Task goal:
Copy out every line of the data exactly; do not include the images.

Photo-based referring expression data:
______
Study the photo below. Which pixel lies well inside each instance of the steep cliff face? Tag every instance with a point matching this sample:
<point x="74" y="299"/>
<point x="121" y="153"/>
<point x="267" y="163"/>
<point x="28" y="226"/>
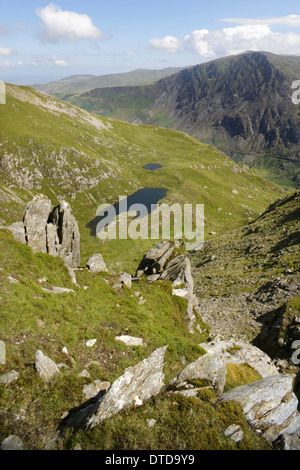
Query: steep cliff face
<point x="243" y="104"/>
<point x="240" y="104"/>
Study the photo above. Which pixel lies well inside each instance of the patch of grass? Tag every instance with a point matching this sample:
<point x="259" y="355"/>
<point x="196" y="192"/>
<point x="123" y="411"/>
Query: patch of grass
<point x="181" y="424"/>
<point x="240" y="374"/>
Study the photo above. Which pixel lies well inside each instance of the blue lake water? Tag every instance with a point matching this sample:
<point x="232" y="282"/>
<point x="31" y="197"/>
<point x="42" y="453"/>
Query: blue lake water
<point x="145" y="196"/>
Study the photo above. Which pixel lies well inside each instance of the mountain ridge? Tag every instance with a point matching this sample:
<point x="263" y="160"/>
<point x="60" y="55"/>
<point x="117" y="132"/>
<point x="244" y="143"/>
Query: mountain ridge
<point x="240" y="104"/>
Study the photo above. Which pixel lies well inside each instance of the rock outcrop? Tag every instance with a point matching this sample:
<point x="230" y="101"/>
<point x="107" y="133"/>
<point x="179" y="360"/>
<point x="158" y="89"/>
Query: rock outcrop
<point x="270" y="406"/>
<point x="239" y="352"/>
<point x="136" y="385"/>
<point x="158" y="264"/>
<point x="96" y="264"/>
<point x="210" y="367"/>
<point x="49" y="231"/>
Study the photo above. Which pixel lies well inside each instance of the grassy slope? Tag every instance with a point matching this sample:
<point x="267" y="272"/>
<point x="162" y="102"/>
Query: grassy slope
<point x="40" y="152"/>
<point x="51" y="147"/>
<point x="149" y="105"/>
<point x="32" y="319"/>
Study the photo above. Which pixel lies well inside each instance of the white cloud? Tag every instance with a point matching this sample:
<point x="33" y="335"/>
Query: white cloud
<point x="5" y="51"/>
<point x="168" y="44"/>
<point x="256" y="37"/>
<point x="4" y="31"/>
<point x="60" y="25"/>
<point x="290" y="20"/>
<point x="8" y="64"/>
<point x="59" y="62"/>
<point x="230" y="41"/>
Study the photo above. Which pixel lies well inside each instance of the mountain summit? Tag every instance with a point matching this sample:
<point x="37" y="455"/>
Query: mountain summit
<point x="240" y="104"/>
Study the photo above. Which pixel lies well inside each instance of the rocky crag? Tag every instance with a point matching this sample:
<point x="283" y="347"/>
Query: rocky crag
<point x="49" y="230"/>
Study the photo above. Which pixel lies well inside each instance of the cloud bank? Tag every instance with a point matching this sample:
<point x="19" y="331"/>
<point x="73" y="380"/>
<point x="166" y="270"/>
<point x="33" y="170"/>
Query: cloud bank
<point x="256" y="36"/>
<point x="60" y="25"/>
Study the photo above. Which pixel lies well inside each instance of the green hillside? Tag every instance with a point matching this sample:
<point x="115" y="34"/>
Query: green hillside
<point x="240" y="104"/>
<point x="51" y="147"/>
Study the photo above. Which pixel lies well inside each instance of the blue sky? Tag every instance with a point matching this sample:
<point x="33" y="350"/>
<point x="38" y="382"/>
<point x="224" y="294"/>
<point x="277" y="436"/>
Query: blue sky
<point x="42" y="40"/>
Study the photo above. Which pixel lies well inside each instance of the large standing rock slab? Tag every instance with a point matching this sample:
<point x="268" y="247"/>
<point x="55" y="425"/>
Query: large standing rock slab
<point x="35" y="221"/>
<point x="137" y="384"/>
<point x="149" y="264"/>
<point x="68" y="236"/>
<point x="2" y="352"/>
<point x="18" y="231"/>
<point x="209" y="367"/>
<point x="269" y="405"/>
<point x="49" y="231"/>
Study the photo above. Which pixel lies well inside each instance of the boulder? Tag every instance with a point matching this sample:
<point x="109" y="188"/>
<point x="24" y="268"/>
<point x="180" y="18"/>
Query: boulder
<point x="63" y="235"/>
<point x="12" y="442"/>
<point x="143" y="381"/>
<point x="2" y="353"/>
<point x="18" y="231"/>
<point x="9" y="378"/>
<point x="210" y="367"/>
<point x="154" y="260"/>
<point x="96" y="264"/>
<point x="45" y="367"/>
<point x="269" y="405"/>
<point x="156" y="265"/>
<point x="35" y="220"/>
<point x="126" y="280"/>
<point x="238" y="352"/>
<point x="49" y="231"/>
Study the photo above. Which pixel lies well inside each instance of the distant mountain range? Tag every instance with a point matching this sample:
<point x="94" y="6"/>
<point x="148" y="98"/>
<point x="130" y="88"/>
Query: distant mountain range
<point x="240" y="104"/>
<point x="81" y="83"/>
______
Response to the task:
Study the photo below. Which pixel lies well inside each instance of the steep cliff face? Tag every instance with a point matching this sample:
<point x="74" y="299"/>
<point x="121" y="153"/>
<point x="267" y="163"/>
<point x="28" y="226"/>
Query: steep cliff face
<point x="243" y="104"/>
<point x="240" y="104"/>
Study the photo above. Which pixel lies well inside each instance of the patch of grass? Tag every instance with a point matching this sample:
<point x="259" y="355"/>
<point x="196" y="192"/>
<point x="123" y="411"/>
Query: patch of grass
<point x="181" y="424"/>
<point x="240" y="374"/>
Study the photo above. Which pixel lies well inside each instance of the blue lake water? Tag every instance with a point matching this sample:
<point x="232" y="282"/>
<point x="31" y="197"/>
<point x="42" y="453"/>
Query: blue lake water
<point x="145" y="196"/>
Study the photo above. Which pixel lies well inside each instance of the mountain ridge? Tag every instance with a point matching this sample:
<point x="263" y="160"/>
<point x="60" y="55"/>
<point x="117" y="132"/>
<point x="244" y="143"/>
Query: mountain ridge
<point x="240" y="104"/>
Study the photo above. Which pixel lies well inside each instance of the rock outcrop? Tag every instance with a point matching this sample:
<point x="230" y="101"/>
<point x="107" y="133"/>
<point x="179" y="360"/>
<point x="158" y="89"/>
Query: rock outcrop
<point x="270" y="406"/>
<point x="239" y="352"/>
<point x="136" y="385"/>
<point x="158" y="264"/>
<point x="96" y="264"/>
<point x="210" y="367"/>
<point x="49" y="231"/>
Study the photo above. Which pixel lies well inside each instance of the grassy slope? Tag every instance with a point matching this sample:
<point x="267" y="272"/>
<point x="162" y="102"/>
Query: grassy slope
<point x="40" y="152"/>
<point x="51" y="147"/>
<point x="149" y="105"/>
<point x="32" y="319"/>
Study the photo above. Which pixel lies well inside each instance of the white cloud? Tag every instance with a point matching this sample:
<point x="33" y="335"/>
Query: white cloud
<point x="5" y="51"/>
<point x="168" y="44"/>
<point x="256" y="37"/>
<point x="4" y="31"/>
<point x="60" y="25"/>
<point x="290" y="20"/>
<point x="8" y="64"/>
<point x="59" y="62"/>
<point x="230" y="41"/>
Study the photo above. Which pixel lies well inside each instance of the mountain summit? Tag every instance with a point matching this sample:
<point x="37" y="455"/>
Query: mountain summit
<point x="240" y="104"/>
Study the photo above. Which pixel lies well inside each instance of the rocky crag? Tag every instance with a point matching this sample:
<point x="283" y="347"/>
Query: rocky crag
<point x="49" y="230"/>
Study the photo above. Which pixel lies well inside each instance of the cloud bank? Tag every instance with a point matching this sample:
<point x="19" y="331"/>
<point x="73" y="380"/>
<point x="166" y="270"/>
<point x="33" y="170"/>
Query: cloud bank
<point x="256" y="36"/>
<point x="60" y="25"/>
Study the photo above. Which pixel lies well inside each instance of the green hillside? Tag every instance with a point matching this sample:
<point x="115" y="34"/>
Query: green hillside
<point x="240" y="104"/>
<point x="51" y="147"/>
Study the photo above. Which pixel lies well inside each instance of the blue sky? Tag every instance with a point matching this sample:
<point x="33" y="350"/>
<point x="38" y="382"/>
<point x="224" y="294"/>
<point x="277" y="436"/>
Query: blue sky
<point x="42" y="40"/>
Study the photo above. Which pixel lies well inside each instance of the large standing rock slab? Tag every instance with a point matching this sample:
<point x="268" y="247"/>
<point x="55" y="425"/>
Query: large standing rock slab
<point x="35" y="221"/>
<point x="137" y="384"/>
<point x="149" y="264"/>
<point x="68" y="236"/>
<point x="2" y="352"/>
<point x="18" y="231"/>
<point x="209" y="367"/>
<point x="269" y="405"/>
<point x="49" y="231"/>
Study the photo above. Which pixel lies well inside each instance of the boulder? Tag every instance with a point matching this sample:
<point x="109" y="188"/>
<point x="24" y="268"/>
<point x="180" y="18"/>
Query: boulder
<point x="63" y="235"/>
<point x="12" y="442"/>
<point x="143" y="381"/>
<point x="2" y="353"/>
<point x="18" y="231"/>
<point x="9" y="378"/>
<point x="210" y="367"/>
<point x="154" y="260"/>
<point x="96" y="264"/>
<point x="45" y="367"/>
<point x="269" y="405"/>
<point x="156" y="265"/>
<point x="35" y="220"/>
<point x="126" y="280"/>
<point x="238" y="352"/>
<point x="49" y="231"/>
Study the photo above. Which pixel lies well inside each instance of the distant mountain range? Tag every instance with a point matching this sample:
<point x="94" y="6"/>
<point x="148" y="98"/>
<point x="130" y="88"/>
Query: distant mountain range
<point x="240" y="104"/>
<point x="81" y="83"/>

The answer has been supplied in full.